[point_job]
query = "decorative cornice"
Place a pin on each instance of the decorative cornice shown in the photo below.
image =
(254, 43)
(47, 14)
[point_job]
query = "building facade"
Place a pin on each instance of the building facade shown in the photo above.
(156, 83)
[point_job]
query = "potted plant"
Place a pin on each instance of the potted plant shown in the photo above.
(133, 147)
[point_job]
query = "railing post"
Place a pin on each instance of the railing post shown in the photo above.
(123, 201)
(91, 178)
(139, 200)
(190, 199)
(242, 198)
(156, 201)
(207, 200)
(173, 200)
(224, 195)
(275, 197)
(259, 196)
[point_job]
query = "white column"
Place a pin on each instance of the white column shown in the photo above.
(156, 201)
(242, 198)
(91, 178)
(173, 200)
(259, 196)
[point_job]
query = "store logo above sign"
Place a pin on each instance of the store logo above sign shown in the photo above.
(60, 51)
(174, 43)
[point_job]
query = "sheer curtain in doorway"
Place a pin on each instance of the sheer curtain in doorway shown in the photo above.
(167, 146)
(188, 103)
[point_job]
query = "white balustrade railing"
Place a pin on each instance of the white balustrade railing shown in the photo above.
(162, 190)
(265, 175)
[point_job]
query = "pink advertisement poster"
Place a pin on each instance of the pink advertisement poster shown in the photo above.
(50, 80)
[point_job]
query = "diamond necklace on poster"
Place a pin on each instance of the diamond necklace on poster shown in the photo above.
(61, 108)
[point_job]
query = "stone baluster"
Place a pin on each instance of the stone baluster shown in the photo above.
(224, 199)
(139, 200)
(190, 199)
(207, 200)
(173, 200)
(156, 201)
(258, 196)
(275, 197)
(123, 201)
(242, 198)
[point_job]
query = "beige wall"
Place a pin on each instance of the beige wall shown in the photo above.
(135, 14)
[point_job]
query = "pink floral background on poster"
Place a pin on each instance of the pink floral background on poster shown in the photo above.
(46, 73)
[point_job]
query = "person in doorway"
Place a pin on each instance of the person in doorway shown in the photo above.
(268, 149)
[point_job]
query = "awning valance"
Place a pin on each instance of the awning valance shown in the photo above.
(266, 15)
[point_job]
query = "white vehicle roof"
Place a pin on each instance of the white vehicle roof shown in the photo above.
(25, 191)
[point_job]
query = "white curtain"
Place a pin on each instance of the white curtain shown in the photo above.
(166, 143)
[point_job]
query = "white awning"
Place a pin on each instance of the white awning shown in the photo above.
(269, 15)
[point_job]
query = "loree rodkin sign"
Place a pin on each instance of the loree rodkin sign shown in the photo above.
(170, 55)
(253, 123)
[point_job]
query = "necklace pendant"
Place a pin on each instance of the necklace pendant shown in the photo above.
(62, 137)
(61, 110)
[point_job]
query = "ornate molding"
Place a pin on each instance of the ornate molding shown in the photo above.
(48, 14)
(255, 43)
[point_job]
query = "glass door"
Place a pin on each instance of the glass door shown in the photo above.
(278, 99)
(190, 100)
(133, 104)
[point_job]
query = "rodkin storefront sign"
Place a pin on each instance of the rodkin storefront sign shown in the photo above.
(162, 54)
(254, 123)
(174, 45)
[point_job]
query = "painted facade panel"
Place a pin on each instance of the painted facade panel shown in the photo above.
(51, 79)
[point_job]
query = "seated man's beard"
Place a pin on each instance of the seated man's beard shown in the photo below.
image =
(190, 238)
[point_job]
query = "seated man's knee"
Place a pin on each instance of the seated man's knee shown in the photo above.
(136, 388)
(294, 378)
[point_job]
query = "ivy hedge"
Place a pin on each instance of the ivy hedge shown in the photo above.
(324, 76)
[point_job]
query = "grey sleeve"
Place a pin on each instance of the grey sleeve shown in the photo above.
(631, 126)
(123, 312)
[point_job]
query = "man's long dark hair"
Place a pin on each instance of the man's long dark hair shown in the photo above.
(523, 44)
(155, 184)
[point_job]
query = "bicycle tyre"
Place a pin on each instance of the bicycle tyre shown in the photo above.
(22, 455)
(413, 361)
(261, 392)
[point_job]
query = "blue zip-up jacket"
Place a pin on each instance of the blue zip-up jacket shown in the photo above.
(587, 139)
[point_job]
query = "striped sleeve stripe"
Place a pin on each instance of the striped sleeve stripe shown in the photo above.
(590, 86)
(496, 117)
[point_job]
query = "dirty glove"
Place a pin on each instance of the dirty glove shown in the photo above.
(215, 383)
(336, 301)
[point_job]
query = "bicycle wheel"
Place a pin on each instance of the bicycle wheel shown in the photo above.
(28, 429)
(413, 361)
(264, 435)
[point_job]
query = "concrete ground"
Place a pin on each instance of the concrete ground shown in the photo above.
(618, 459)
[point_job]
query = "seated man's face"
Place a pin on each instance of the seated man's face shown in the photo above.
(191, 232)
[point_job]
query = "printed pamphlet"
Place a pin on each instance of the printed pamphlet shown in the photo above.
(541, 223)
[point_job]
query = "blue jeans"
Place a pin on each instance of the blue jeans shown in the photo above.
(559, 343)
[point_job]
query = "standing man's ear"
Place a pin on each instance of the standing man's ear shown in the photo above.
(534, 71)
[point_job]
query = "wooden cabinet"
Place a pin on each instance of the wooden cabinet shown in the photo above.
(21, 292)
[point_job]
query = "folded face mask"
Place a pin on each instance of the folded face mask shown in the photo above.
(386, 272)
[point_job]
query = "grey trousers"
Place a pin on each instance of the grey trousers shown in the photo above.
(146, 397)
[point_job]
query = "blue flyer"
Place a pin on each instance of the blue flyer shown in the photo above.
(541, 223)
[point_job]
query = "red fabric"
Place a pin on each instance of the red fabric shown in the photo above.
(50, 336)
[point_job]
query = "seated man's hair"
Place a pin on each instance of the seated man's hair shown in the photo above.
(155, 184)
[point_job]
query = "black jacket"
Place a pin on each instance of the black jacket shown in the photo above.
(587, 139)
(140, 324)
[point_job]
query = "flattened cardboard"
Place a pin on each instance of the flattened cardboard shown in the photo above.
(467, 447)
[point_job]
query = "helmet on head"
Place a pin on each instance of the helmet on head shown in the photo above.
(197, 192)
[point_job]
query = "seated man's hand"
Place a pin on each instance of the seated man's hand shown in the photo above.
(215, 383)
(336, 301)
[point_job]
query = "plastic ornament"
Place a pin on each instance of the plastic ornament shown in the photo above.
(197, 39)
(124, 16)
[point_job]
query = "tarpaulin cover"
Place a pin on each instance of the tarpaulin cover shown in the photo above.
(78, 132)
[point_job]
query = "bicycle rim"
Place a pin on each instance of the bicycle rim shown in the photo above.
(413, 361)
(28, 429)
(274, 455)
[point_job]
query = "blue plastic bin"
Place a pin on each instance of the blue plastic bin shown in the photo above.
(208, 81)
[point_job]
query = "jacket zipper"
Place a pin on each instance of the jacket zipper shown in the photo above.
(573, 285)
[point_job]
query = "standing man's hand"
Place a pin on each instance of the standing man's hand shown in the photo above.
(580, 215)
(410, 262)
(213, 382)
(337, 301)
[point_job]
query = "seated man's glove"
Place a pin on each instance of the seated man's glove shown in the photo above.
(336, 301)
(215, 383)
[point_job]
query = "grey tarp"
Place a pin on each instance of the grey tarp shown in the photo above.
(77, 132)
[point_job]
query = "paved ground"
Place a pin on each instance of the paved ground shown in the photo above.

-.-.-

> _Exercise goal_: Extract the listing in its entirety and repeat it exactly.

> _Task answer_:
[point_job]
query = "decorative cornice"
Place a pin on each instance of the decorative cornice shown in the photo below.
image =
(254, 43)
(47, 14)
[point_job]
query = "building facade"
Place a pin on each instance of the building facade shown in the photo above.
(156, 83)
[point_job]
query = "potted plant"
Place a pin on each instance of the potted plant shown in the photo above.
(133, 147)
[point_job]
query = "railing post"
Place a pin on each instance of the railing post shown in the photo above.
(123, 201)
(91, 178)
(139, 200)
(190, 199)
(242, 198)
(156, 201)
(207, 200)
(173, 200)
(224, 195)
(275, 197)
(259, 196)
[point_job]
query = "white column"
Place a pin on each instance of the white column shown in the photo above.
(156, 201)
(242, 198)
(91, 178)
(173, 200)
(259, 196)
[point_job]
query = "store logo above sign"
Place a pin on each instance of the store logo above sign shown in the photo above.
(60, 51)
(174, 43)
[point_job]
query = "sheer curtain in doorway"
Place a pin on each instance of the sheer curtain in doorway shown in the photo above.
(167, 146)
(188, 103)
[point_job]
query = "white balustrade railing"
Place a pin on each instance of the white balustrade railing shown in the photo above.
(162, 190)
(265, 175)
[point_job]
query = "pink advertisement poster"
Place a pin on each instance of the pink advertisement poster shown in the photo above.
(50, 80)
[point_job]
query = "diamond necklace on poster"
Place a pin on each instance of the diamond necklace on poster shown in the photo above.
(61, 108)
[point_job]
query = "stone baluster"
Place a pin on each instance of the stone baluster shown in the photo above.
(224, 199)
(139, 200)
(190, 199)
(207, 200)
(173, 200)
(156, 201)
(258, 196)
(275, 197)
(123, 201)
(242, 198)
[point_job]
query = "beige wall"
Place a pin on each instance of the beige wall shown in the photo above.
(135, 14)
[point_job]
query = "pink floral background on poster"
Place a pin on each instance of the pink floral background on poster shown in the photo above.
(46, 73)
[point_job]
query = "person in doorway"
Place a pin on each instance of the person in doorway shown in the photo above.
(268, 149)
[point_job]
query = "awning valance"
Place a pin on each instance of the awning valance shown in the photo above.
(266, 15)
[point_job]
query = "white vehicle roof"
Place a pin on each instance of the white vehicle roof shown in the photo above.
(25, 191)
[point_job]
query = "white curtain"
Place a pin on each instance of the white curtain shown in the photo above.
(166, 143)
[point_job]
query = "white awning"
Place a pin on each instance of the white awning shown in the photo above.
(269, 15)
[point_job]
query = "loree rodkin sign"
Place a pin on each instance of the loree rodkin sign shown in the photo above.
(170, 55)
(253, 123)
[point_job]
query = "necklace pendant"
Place a pin on each instance of the necklace pendant shown in the photo above.
(62, 137)
(61, 110)
[point_job]
query = "ornate molding"
Place a pin on each instance of the ornate molding shown in the photo above.
(48, 14)
(255, 43)
[point_job]
query = "glass door"
Place a pin on each instance of the glass door shown in the photo above.
(278, 99)
(190, 100)
(133, 104)
[point_job]
query = "rodkin storefront sign"
Place a pin on each instance of the rodkin storefront sign shown in the photo above.
(162, 54)
(254, 123)
(174, 45)
[point_job]
query = "painted facade panel"
Place a pin on each instance of the painted facade panel shown in the photo above.
(51, 79)
[point_job]
query = "seated man's beard"
Place a pin on each instance of the seated man's beard shown in the photo below.
image =
(190, 238)
[point_job]
query = "seated man's knee"
Place a pin on each instance of the seated man's knee shown in the photo above.
(136, 388)
(294, 378)
[point_job]
query = "ivy hedge"
Place a pin on each instance of the ivy hedge shown in the photo above.
(324, 76)
[point_job]
query = "grey sleeve"
Place a pin on each instance of the grey sleeve shown in the photo above.
(631, 126)
(123, 312)
[point_job]
query = "man's long dark hair"
Place a pin on each instance of the man's long dark hair shown in the photo above.
(523, 44)
(155, 184)
[point_job]
query = "bicycle tyre"
Place a pin on each instance of the bicycle tyre shown in the photo above.
(22, 455)
(413, 361)
(261, 392)
[point_job]
query = "blue zip-up jacket"
Place a pin on each instance of the blue zip-up jacket shown in the photo above.
(587, 139)
[point_job]
query = "striped sleeve stripe"
Place a pin on each instance of the striped sleeve stripe shown in the photo above.
(590, 86)
(496, 117)
[point_job]
query = "dirty glove"
Place a pin on each instance of the dirty glove shown in the photo above.
(215, 383)
(336, 301)
[point_job]
query = "bicycle wheel"
Place a pin on each instance of the bicycle wheel shown in the photo above.
(28, 429)
(413, 361)
(264, 435)
[point_job]
query = "concrete ground"
Place a pin on each instance of the concrete ground shown in the photo above.
(618, 459)
[point_job]
query = "seated man's face"
Place a pin on each instance of the seated man's face shown in the photo above.
(191, 232)
[point_job]
query = "printed pamphlet"
Place a pin on each instance of the printed pamphlet shown in the photo above.
(541, 223)
[point_job]
query = "blue jeans"
Place a pin on each instance of the blue jeans shown in the photo above.
(559, 343)
[point_job]
query = "standing man's ear"
Place a pin on each instance of the standing man's ear shown in the photo above.
(534, 71)
[point_job]
query = "wooden cabinet"
Place a pin on each instance of the wooden cabinet shown in the photo above.
(21, 292)
[point_job]
query = "folded face mask"
Place a pin on each instance of the folded face mask shown in the photo above.
(386, 272)
[point_job]
query = "grey trousers"
Place a pin on each instance of the grey trousers shown in the photo above.
(146, 397)
[point_job]
query = "blue flyer"
Place a pin on each instance of the blue flyer shown in the photo above.
(541, 223)
[point_job]
query = "red fabric"
Place a pin on each instance of the red fabric shown in the photo above.
(50, 336)
[point_job]
query = "seated man's hair"
Place a pin on each instance of the seated man's hair shown in the photo above.
(155, 184)
[point_job]
query = "black jacket"
Place a pin on each instance of the black jacket shown in the photo above.
(587, 139)
(140, 324)
[point_job]
query = "flattened cardboard"
Place a pin on each instance of the flattened cardboard shown in the photo above.
(467, 447)
[point_job]
query = "helmet on head"
Place a pin on each instance of the helmet on head shown in the photo above.
(197, 192)
[point_job]
query = "seated man's hand"
Place a pin on each instance of the seated man's hand shown in the photo above.
(215, 383)
(336, 301)
[point_job]
query = "plastic ornament"
Place a pin on each instance of the plastic ornament shown in the photo above.
(197, 39)
(124, 16)
[point_job]
query = "tarpaulin cover"
Place a pin on each instance of the tarpaulin cover shown in the photo above.
(78, 132)
[point_job]
query = "bicycle rim"
Place a pin on each instance of the bicycle rim shown in the photo above.
(413, 361)
(28, 429)
(274, 455)
[point_job]
query = "blue plastic bin"
Place a pin on each instance of the blue plastic bin shown in the photo above.
(208, 81)
[point_job]
query = "jacket zipper"
Place a pin on each instance of the jacket zipper shown in the photo above.
(573, 285)
[point_job]
query = "standing man's hand"
Place a pin on each instance of the standing man's hand shown in the photo above.
(580, 215)
(410, 262)
(213, 382)
(337, 301)
[point_job]
query = "seated man's glove"
Place a pin on each instance of the seated man's glove shown in the photo above.
(336, 301)
(215, 383)
[point_job]
query = "grey tarp"
Place a pin on each instance of the grey tarp shown in the photo above.
(77, 132)
[point_job]
query = "paved ground"
Place a pin on each instance of the paved ground shown in the photo above.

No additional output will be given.